» Work to complete: Lines from the one containing "the road surface" through the end of the data are to be returned exactly, and no others.

——————

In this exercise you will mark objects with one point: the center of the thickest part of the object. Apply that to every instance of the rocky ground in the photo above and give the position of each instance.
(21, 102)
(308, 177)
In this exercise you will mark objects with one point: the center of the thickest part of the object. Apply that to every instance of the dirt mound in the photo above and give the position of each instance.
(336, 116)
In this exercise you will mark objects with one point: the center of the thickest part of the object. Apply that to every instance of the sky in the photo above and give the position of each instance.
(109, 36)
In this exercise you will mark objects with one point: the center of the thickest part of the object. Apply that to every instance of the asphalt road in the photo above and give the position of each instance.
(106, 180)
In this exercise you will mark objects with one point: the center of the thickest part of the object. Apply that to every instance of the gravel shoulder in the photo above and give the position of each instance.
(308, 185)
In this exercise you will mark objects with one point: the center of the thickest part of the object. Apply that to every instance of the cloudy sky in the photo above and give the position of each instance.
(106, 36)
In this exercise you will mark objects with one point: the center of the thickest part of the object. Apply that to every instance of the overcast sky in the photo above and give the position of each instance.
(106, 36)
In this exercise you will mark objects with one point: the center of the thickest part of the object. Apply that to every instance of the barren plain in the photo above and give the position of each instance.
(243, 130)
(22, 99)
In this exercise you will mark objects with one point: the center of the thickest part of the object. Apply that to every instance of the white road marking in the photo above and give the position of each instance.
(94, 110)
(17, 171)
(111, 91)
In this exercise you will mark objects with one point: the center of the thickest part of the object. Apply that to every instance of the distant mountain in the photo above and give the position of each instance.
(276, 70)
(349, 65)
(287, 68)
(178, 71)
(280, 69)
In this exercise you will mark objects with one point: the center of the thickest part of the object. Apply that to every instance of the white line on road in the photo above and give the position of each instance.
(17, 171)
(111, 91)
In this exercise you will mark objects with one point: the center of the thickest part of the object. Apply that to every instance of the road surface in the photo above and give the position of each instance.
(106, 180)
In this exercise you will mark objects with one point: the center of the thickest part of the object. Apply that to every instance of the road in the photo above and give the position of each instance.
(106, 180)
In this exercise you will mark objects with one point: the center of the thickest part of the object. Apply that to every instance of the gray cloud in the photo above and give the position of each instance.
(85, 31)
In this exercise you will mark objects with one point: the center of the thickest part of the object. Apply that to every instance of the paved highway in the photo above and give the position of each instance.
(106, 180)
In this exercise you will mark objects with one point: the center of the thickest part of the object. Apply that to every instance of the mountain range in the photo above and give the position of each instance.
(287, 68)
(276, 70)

——————

» Reply:
In this exercise you will mark objects with one point: the center of the thickest part of the object. Apply that to every instance of the road surface in the photo above and give the position of each instance.
(106, 180)
In this exercise you will mark objects with one point: the center of the thickest part of the object. Apply that to every instance of the road in the photo above and give the position of each instance.
(106, 180)
In this exercise you will mark objects with one point: the center of the thickest part of the object. Apply that to every instance of the gray cloud in the photo above and give the position of each instance.
(85, 31)
In this exercise you will mark objects with one point: the center of the thickest part of the object. Apply that to every instance of the paved highway in the photo above and give the position of each instance.
(106, 180)
In this exercise you will mark objects with one point: the center of the thickest part of the object. Apply that to every instance of the mountain range in the photo above and give the position of each instance.
(287, 68)
(276, 70)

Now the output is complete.